▸ Problem details: Copy all entries without alteration and skip the pictures they hold.

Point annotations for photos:
_ _ _
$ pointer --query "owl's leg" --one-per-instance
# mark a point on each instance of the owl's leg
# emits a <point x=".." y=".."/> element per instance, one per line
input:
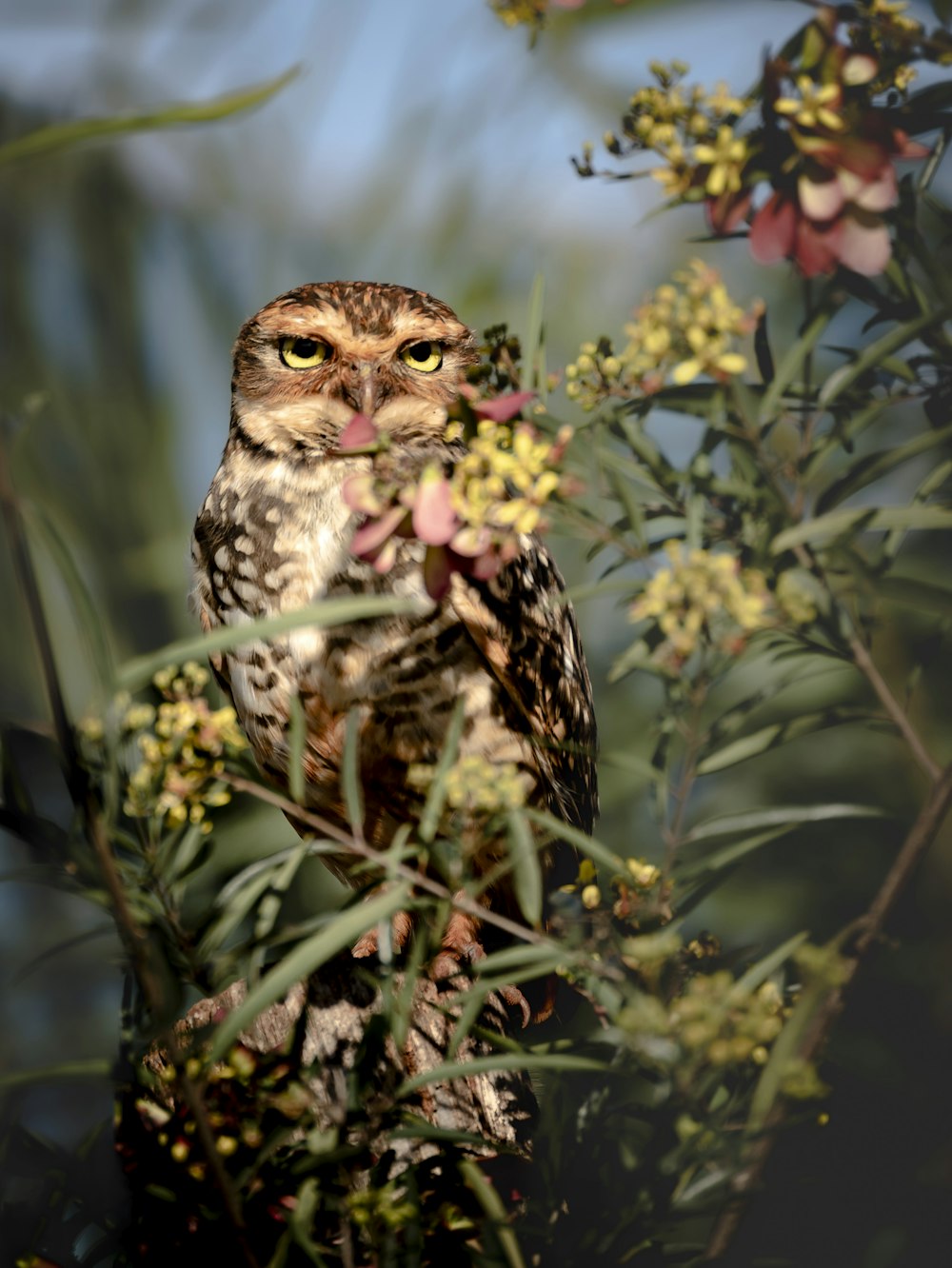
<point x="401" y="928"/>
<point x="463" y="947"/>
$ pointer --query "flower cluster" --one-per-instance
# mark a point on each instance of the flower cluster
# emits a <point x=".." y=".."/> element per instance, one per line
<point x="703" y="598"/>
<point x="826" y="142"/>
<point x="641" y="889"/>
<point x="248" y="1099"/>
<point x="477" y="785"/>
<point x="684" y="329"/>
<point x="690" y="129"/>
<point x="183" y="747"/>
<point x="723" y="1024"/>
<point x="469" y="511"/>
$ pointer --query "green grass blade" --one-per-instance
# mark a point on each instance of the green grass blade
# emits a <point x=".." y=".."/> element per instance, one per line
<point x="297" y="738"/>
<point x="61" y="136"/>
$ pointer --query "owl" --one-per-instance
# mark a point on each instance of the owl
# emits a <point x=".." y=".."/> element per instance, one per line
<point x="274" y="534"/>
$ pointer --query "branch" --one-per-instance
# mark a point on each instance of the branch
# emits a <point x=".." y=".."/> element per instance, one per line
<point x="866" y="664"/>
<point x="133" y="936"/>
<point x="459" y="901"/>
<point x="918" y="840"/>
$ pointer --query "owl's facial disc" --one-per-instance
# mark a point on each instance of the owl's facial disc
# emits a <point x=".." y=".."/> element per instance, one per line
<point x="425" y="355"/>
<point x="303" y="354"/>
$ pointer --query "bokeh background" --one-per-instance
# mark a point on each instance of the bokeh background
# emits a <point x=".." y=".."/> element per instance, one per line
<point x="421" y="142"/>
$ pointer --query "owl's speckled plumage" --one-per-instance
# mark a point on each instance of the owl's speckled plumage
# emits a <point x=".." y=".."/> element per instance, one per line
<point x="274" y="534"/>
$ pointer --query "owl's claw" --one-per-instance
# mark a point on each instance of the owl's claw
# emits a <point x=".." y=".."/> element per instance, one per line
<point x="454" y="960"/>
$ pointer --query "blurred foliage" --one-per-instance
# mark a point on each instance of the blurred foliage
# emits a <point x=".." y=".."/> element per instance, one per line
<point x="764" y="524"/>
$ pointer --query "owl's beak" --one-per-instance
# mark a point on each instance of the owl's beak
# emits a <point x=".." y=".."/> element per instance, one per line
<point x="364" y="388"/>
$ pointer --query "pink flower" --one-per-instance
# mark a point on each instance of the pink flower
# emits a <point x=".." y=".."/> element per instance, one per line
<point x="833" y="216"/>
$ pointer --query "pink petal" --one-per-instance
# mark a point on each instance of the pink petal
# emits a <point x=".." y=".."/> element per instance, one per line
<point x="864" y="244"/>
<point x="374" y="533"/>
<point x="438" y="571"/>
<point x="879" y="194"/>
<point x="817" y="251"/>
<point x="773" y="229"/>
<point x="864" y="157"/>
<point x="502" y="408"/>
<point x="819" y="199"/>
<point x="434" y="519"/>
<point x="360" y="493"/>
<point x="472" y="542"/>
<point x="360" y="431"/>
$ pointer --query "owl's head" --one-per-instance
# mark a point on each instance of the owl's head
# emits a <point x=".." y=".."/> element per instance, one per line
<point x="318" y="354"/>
_ _ _
▸ Task solution:
$ pointer --query "owl's leg" --one-per-instance
# mark a point on each instance of the owl's leg
# emits a <point x=".." y=".."/> element per instance, one per line
input:
<point x="401" y="928"/>
<point x="463" y="947"/>
$ pointer --query "flower cluster" --one-per-instance
# mark a point on each instance of the flower cluster
# emits a <point x=".." y=".."/> element per instance, one per line
<point x="703" y="598"/>
<point x="826" y="142"/>
<point x="641" y="889"/>
<point x="248" y="1099"/>
<point x="477" y="785"/>
<point x="684" y="329"/>
<point x="690" y="129"/>
<point x="183" y="747"/>
<point x="723" y="1024"/>
<point x="469" y="511"/>
$ pointer --query "green grass blade" --one-per-instance
# mark a point on each instance of the green grass blade
# emits a <point x=".." y=".."/> element per instance, one per line
<point x="297" y="738"/>
<point x="61" y="136"/>
$ pointer --query "owl" --one-per-instance
# mark a point on each instance of the owl
# emits a <point x=".." y=".."/> element per instance, one per line
<point x="274" y="534"/>
$ pointer --query "branch" --one-per-instance
# mark a point on each instance of the branch
# emits a <point x=".." y=".."/> element per instance, one per line
<point x="866" y="664"/>
<point x="133" y="936"/>
<point x="459" y="901"/>
<point x="918" y="840"/>
$ pointer --query "owl's facial disc" --one-per-instance
# mark a point on each instance of the owl's facial disc
# emits a <point x=".." y=".."/> element per instance, one per line
<point x="425" y="355"/>
<point x="303" y="354"/>
$ pointer --query "bokeh background" --one-per-instance
# mark a point on each instance of the bokeh background
# emits a <point x=".." y=".."/> element per instance, one per line
<point x="421" y="142"/>
$ pointer --query "owl's speckled plumage" --one-per-instance
# mark a point on each instance of the owl's speckled plumage
# emits a <point x=".." y=".."/> element per instance, one per line
<point x="274" y="534"/>
$ pointer --query "owl's claw" --one-per-instance
# mark a point on each instance of the owl's claw
# emits a <point x=".." y=".."/> element per instance, one per line
<point x="454" y="960"/>
$ pointer --query "blurred foliage" --one-per-instance
# mark a point on each instance of the blurred foliage
# emits a <point x=".." y=".."/> element per instance, one per line
<point x="764" y="524"/>
$ pointer --query "owl's beak" --one-per-instance
# mark a point on each instance of the owl's beak
# emits a <point x=".." y=".."/> element per instance, one per line
<point x="364" y="388"/>
$ pointer --query "pink flower" --one-per-instance
# mark a point on each instance of the pink flower
# emits a <point x=".." y=".."/> element per instance, one per line
<point x="833" y="216"/>
$ pointer --query "pink petal" --one-per-instance
# mark a point on each instance of the pink petal
# emits a <point x=".." y=".."/> element per instance, one per line
<point x="864" y="244"/>
<point x="374" y="533"/>
<point x="438" y="571"/>
<point x="879" y="194"/>
<point x="817" y="251"/>
<point x="773" y="229"/>
<point x="864" y="157"/>
<point x="502" y="408"/>
<point x="819" y="199"/>
<point x="434" y="519"/>
<point x="360" y="493"/>
<point x="472" y="542"/>
<point x="360" y="431"/>
$ pointer --query "owl's head" --one-per-instance
# mark a point on each instance of the owl's head
# emits a <point x=".." y=".."/> element per instance, one per line
<point x="318" y="354"/>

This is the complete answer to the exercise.